What this task involves:
Please repeat the data below word for word, from its first line through the line that contains "negative clicks: (145, 188)", including both of those lines.

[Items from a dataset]
_ _ _

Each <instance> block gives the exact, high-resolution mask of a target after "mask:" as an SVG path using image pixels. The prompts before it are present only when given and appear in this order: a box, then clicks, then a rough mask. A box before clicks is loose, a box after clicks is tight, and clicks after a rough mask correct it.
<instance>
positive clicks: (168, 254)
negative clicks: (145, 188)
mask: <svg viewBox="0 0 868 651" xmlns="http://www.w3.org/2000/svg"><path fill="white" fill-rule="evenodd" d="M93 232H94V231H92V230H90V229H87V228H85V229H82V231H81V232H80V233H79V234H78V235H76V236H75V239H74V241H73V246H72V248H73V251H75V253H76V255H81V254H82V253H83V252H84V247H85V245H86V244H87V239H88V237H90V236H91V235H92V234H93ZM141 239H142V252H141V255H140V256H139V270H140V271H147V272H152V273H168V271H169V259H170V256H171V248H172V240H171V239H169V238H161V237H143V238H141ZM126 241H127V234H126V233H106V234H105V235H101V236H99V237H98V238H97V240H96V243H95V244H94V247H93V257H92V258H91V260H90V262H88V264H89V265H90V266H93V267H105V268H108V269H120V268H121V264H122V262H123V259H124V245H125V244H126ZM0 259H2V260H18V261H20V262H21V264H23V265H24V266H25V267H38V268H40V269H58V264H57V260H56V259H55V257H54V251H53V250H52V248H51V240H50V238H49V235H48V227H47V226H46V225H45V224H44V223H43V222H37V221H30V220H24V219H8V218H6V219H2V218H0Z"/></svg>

_ _ _

Answer box:
Each <instance> block gives the exact, high-resolution mask of a target after "mask:" as an SVG path using image pixels. The prompts before it are present only when given and appear in this order: a box, then clicks, then a rough mask. A box before clicks is loose, a box after clicks is tight, and clicks after a rough mask correct it.
<instance>
positive clicks: (168, 254)
negative clicks: (145, 188)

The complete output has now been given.